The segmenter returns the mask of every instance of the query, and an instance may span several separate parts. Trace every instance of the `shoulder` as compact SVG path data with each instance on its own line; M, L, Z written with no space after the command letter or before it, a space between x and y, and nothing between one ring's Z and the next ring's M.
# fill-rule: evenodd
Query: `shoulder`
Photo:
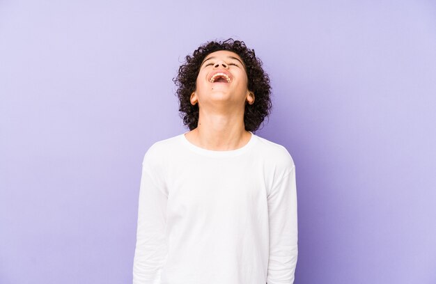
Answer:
_ _ _ _ _ _ _
Task description - Rewrite all the entries above with "knee" in place of every "shoulder" and nothing else changed. Leave the pictures out.

Problem solution -
The segmenter returns the mask of every instance of the query, and an instance may span several separate parts. Trace every instance of the `knee` as compact SVG path data with each instance on its own line; M, L, Z written with no space after the command letter or before it, a space between x and y, and nothing between one ring's Z and the next ring's M.
# fill-rule: evenodd
Query: `knee`
Photo:
Answer:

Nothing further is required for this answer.